# ВАШИ ЗАДАНИЯ:
• 1. Перескажите короче абзац фрагмента о Галиче, который начинается словами «Я всегда видела двух Галичей», сохранив его главные факты.
• 2. Как во фрагменте о Галиче названа жена Александра Аркадьевича?
• 3. Согласуются ли с фрагментом о Галиче утверждения (а), (б) и (в)? Для каждого ответьте «да» или «нет» и приведите решающие слова фрагмента точной цитатой.
(а) Жена уговаривала Галича никуда не ехать.
(б) В итоге Галич с женой оставались дома.
(в) На самом деле Галичу не хотелось петь.

# ИСХОДНЫЙ ФРАГМЕНТ:
────
Я всегда видела двух Галичей. Один, с которым так просто и приятно поболтать, человек светский — то есть и комплимент умеет сказать как-то изящно и уместно, и посплетничать о том о сем — в меру, без злобы, без яда, смягчая любую беседу то шуткой, то тяжким вздохом, то отрешенным взглядом (а русская беседа сами знаете куда клонится — «вывести на чистую воду» и «расставить все точки»). Но я всегда видела другого — в котором кипят стихи, играет музыка, который точно знает свое место во времени и в пространстве, провидит свою судьбу и торопит ее.
Горько и смешно вспоминать: Ангелина Николаевна, Нюша, жена Александра Аркадьевича, с утра, и за обедом, и после просит, умоляет: «Не надо, Саша, не надо нам никуда ехать, надо позвонить и сказать… Ты болен, ты устал… Что там за люди? Ты их знаешь?» Он соглашается, он решительно скажет, что «сегодня — никак». А к вечеру они оба соберутся и поедут. Как-то так получилось, не удалось позвонить, «люди же ждут». Смешно, потому что на третий раз мы уже дословно знаем весь этот спектакль. Галич мается, хмурится и как будто всерьез просчитывает, чем грозит очередной магнитофон. А на самом деле он просто очень хочет петь. И рад, что пригласили, и рад, что любят, ценят, зовут. А горько потому, что из любого времени, хоть и сегодня, наученные горьким опытом, знающие все, что с ним, и с другими, и с нами произошло, мы ничего не сможем посоветовать — нет правильного совета.
────
# РАЗДЕЛ НАБОРА ДАННЫХ:

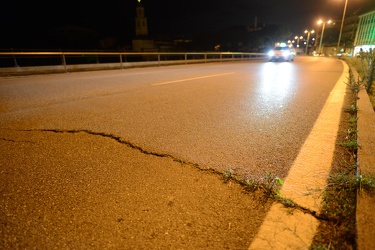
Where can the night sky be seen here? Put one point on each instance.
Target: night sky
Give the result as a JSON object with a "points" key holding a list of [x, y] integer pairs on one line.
{"points": [[22, 20]]}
────
# ОЖИДАЕМЫЕ ОТВЕТЫ:
• 1. В Галиче виделись два человека. Первый — светский собеседник: умеет изящно и к месту сказать комплимент, в меру и без злобы посплетничать, смягчает беседу шуткой, вздохом или отрешенным взглядом. Второй — тот, в ком кипят стихи и играет музыка: он точно знает свое место во времени и пространстве, провидит свою судьбу и торопит ее.

• 2. Ангелина Николаевна, Нюша.

• 3.
(а) Да: «Не надо, Саша, не надо нам никуда ехать».
(б) Нет: «А к вечеру они оба соберутся и поедут».
(в) Нет: «А на самом деле он просто очень хочет петь».